=== PASSAGE PROVIDED ===
********

Last updated: November, 2021
This Policy explains how we collect, process, use, transfer, share and retain information about users in connection with our website (the “Website”) and our innovation platform where users can create an innovation ecosystem, share ideas and response to other users’ ideas (the “Platform”).
In this Policy, “Service” means and includes the Platform and the Website.
The Service is owned and operated by CIRCLES IT INNOVATION LTD. (“we”, “our”, “us”, “Circles”).
This Policy applies to any browsing, visiting, downloading, creating a user account, uploading of information in various forms, such as textual, visual, audio or any combination thereof, or any other act or use in connection with the Service (collectively, the “Use”).
There is no legal obligation to consent to the transmission, collection, production, processing, storing or other use of the information (as described below).
You declare that you are at least 18 years of age.
Information we collect
Authentication and creating a User Account. To create a user account (“User Account”), you will be asked to provide us with your full name, your email account, password, and your organization name.
Content that you post on or to the Service may contain, or be indicative of, your information, depending on the particulars of the content (“User Content”). Such User Content is not treated as private and you should not have any expectation of privacy or confidentiality with respect to it, as it may be available to other users of the Service.
BECAUSE THE USER CONTENT YOU UPLOAD MAY HAVE TO DO WITH THE PRIVACY OF OTHERS, YOU MUST LAWFULLY OBTAIN THE CONSENT OF ALL INDIVIDUALS (AND THE CONSENT OF THE PARENTS OR LEGAL GUARDIANS OF ALL MINORS), WHO ARE DEPICTED, SHOWN OR REFERRED TO IN THE USER CONTENT, TO INCLUDE THEM IN THE USER CONTENT AND TO USE THAT USER CONTENT FOR THE PURPOSES AND IN THE MANNER CONTEMPLATED BY THIS POLICY AND THE TERMS.
IN ANY CASE, USE CAUTION AND COMMON SENSE WHEN YOU UPLOAD USER CONTENT CONTAINING OR DEPICTING INFORMATION ABOUT YOU OR OTHERS. YOU ARE SOLELY RESPONSIBLE FOR ANY USER CONTENT THAT YOU UPLOAD.
Contacting us. To contact us via e-mail, you may be required to provide us with information, such as your name and contact details.
You must provide complete, accurate and correct details. If you do not provide the required information, or provide false, incorrect, or outdated information, we may not be able to process your request or inquiry or contact you. We may also require additional information from you, to verify your account and identity.
We automatically collect Analytical data and Device Information. We may automatically collect information about your use of the Service. For example, we may record the frequency and scope of your use of the Service, the duration of your sessions, the interactions and communications you make with the Service’s interface, and Content or User Content that you view or create while using the Service. We may collect information regarding monitoring surfing habits, usage data, information and advertisements you have viewed, web pages you have browsed, and Information from social networks. We may also automatically collect information about your personal computer or mobile device, including its model, operating system, unique device identifiers, mobile network information and the Internet Protocol (IP) address through which you accessed the Service.
We do not knowingly or intentionally collect information regarding minors. If you are a minor, you may not use the Service and may not provide any details to us.
Use of Collected information
We use the information we collect for the following purposes:
To operate and facilitate the access to and use of the Service, its features and functionalities, develop, improve and customize the Service, to manage the administrative and operational aspects of the Service;
To assess your entrepreneurship skills and work with you to help you develop your skills.
To draw conclusions in order to improve and encourage innovation processes within the organization.

********

Pointing dataset items:
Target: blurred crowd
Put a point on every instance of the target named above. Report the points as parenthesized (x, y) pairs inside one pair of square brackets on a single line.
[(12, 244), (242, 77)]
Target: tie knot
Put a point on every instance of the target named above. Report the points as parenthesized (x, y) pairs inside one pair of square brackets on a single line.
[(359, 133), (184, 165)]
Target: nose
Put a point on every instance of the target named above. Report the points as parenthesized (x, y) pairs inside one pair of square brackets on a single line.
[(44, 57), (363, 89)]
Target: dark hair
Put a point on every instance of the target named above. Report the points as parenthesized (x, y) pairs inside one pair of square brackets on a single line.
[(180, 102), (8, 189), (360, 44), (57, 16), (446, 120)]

********

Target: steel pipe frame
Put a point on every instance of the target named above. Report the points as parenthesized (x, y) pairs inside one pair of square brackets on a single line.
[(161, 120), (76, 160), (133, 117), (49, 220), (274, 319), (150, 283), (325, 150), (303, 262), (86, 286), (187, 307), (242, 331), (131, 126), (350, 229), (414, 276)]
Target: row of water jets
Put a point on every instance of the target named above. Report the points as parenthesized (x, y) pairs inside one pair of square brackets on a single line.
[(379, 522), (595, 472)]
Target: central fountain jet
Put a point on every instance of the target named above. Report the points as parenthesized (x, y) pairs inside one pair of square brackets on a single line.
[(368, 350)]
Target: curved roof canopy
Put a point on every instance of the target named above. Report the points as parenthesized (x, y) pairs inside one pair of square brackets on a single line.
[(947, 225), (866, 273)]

********

=== WRITTEN PROBLEM 1 ===
According to the privacy policy, what information must you provide to create a User Account?
=== WRITTEN PROBLEM 2 ===
Continue the privacy policy text from its last line.

=== TASK OUTPUT 1 ===
Your full name, email account, password, and organization name.

=== TASK OUTPUT 2 ===
Send you administrative updates and announcements, provide you with support, handle complaints and contact you when we believe it to be necessary, either directly or through others on our behalf, including by e-mail messages;
Send you newsletters and marketing messages (which you may opt-out of by following the instructions within such messages, or by contacting us via the details in this policy);
Enforce the Terms and this Policy and prevent unlawful activities and misuse of the Service;
Comply with any applicable law and assist law enforcement agencies and competent authorities, when we have a good faith belief that our cooperation with them meets the applicable legal standards; and
Take any action in any case of dispute involving you, with respect to the Service.
Sharing collected information
We share information outlined in this Policy, with others, in the following instances:
User Content that you upload on to the Service will be shared with, and viewable by, other users of the Service from your organization.
With our service providers (including through “Cloud Services“), in order to operate, maintain and enhance the Service.
In order to personalize third-party advertising and various content for you.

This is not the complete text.